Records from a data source
• • • • •

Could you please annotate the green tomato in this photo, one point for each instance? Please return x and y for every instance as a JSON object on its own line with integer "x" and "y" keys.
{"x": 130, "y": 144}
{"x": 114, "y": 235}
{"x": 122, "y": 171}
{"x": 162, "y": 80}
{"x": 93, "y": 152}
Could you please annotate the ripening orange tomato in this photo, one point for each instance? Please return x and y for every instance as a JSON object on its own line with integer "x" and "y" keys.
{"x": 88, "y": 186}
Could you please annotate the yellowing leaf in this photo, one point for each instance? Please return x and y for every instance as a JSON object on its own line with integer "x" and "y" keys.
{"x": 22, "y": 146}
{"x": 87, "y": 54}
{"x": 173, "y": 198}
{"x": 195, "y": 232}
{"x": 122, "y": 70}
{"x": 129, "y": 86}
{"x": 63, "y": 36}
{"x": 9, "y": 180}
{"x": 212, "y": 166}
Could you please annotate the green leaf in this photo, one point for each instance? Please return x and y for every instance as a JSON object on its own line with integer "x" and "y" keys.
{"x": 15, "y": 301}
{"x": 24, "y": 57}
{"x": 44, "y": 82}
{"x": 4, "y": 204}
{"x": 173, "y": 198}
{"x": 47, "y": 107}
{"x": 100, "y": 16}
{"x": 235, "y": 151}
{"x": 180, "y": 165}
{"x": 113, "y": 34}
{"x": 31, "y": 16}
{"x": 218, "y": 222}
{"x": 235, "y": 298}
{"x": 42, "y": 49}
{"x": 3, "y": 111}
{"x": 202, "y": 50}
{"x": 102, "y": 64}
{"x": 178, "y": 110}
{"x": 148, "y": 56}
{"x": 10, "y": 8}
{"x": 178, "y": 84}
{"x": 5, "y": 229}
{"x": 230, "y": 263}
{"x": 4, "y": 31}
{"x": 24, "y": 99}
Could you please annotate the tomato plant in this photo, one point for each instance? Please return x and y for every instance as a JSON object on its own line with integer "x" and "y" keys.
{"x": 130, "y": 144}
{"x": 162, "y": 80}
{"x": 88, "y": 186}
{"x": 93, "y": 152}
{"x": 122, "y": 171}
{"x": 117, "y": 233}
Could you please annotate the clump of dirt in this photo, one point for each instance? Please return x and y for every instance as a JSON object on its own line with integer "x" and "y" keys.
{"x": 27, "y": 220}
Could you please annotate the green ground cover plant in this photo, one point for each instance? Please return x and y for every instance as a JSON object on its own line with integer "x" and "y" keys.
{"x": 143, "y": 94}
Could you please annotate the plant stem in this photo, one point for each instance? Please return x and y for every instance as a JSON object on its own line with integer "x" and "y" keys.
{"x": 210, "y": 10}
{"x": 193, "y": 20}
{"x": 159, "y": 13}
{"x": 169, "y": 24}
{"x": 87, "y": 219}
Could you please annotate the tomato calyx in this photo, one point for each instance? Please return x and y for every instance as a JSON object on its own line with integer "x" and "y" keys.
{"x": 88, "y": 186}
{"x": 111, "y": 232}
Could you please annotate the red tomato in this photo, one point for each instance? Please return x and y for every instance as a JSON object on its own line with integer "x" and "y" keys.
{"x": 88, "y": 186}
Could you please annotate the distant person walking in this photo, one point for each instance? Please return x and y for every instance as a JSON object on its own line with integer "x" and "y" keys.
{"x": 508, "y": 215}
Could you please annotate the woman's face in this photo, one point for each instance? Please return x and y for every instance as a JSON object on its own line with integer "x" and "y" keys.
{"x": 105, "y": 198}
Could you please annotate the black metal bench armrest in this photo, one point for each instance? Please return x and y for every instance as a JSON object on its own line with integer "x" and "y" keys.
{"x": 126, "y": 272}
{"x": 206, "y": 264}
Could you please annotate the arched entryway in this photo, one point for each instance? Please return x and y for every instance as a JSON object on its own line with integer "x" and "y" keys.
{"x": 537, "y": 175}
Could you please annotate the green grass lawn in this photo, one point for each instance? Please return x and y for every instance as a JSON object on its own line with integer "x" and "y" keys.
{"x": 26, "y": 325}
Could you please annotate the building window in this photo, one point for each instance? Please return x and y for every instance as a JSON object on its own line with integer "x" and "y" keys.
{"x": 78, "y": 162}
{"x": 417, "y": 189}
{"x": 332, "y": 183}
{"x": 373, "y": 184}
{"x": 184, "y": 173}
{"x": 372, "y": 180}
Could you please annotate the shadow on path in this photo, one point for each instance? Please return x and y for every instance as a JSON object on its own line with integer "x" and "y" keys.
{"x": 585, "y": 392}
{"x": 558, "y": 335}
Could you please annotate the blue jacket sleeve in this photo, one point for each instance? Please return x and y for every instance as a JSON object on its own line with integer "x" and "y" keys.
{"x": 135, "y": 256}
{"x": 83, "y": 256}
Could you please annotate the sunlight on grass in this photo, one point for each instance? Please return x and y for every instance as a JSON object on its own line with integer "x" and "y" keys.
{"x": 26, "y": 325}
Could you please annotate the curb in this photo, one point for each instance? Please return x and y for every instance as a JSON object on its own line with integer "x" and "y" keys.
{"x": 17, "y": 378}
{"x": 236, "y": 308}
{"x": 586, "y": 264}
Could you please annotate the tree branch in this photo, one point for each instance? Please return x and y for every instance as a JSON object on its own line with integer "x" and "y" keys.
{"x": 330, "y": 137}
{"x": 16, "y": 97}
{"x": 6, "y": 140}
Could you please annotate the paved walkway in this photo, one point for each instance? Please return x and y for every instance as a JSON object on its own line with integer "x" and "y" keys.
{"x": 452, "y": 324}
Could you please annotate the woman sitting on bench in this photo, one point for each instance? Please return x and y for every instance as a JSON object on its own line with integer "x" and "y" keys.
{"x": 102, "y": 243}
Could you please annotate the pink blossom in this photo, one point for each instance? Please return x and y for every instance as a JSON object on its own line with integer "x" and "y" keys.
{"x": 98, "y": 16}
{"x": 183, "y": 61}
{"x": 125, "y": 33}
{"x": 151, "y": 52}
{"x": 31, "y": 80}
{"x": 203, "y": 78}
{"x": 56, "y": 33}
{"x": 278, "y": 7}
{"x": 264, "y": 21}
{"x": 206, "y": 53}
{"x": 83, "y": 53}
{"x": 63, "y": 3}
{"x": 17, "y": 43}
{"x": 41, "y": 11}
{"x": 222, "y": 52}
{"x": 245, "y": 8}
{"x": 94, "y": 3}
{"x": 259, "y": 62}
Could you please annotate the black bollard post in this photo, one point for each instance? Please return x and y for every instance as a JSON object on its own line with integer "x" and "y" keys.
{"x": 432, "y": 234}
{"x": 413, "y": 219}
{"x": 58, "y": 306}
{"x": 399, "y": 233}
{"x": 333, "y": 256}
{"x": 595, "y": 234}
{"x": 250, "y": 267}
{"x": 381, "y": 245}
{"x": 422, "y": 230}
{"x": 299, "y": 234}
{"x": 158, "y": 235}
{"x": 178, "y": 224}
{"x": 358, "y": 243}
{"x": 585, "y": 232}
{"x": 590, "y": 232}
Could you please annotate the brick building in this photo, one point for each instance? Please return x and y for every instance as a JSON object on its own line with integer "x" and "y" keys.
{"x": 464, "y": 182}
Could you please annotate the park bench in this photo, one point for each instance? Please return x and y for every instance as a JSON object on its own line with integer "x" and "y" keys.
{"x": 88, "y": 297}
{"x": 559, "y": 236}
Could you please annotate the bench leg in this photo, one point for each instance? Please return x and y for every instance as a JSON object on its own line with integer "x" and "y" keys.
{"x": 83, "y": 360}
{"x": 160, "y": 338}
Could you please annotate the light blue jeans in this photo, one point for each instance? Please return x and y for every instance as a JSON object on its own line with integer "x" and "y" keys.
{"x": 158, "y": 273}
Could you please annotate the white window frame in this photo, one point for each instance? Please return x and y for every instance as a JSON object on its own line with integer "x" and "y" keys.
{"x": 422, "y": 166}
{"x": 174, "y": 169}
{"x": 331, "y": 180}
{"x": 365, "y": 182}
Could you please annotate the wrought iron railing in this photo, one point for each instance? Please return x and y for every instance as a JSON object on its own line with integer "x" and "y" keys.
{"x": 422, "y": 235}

• • • • •

Assignment
Only the lines from the one containing "Could you please annotate the brick" through the last line of the records are to be set down, exactly as they appear.

Solution for this exercise
Could you please annotate the brick building in this photo, one point for each instance? Please return x and y for every instance as a JSON object on its own line with integer "x" and "y" keys.
{"x": 464, "y": 182}
Could you please annotate the park bench in this photo, one point for each instance? Please return x and y for every instance as a JSON object on its own line with integer "x" and "y" keys.
{"x": 88, "y": 297}
{"x": 559, "y": 236}
Could you please annotate the bench leg in this photo, one point for each instance? Please return x and y for every instance as a JSON object on its own line with integer "x" and "y" keys.
{"x": 83, "y": 360}
{"x": 160, "y": 338}
Could you please annotate the light blue jeans in this photo, one point for each instance? Please return x and y for every instance as a JSON object on its own line with integer "x" and "y" keys.
{"x": 158, "y": 273}
Could you please annotate the white window frame in this photo, one point for each instance? Please return x and y for every instance as a JSON object on its own line with integer "x" and "y" keys.
{"x": 422, "y": 166}
{"x": 174, "y": 169}
{"x": 331, "y": 180}
{"x": 365, "y": 182}
Could you please annotate the wrought iron railing in this photo, one point for each instance? Please return x and y for every instance as a JSON object on its own line with integer "x" and "y" keys.
{"x": 422, "y": 235}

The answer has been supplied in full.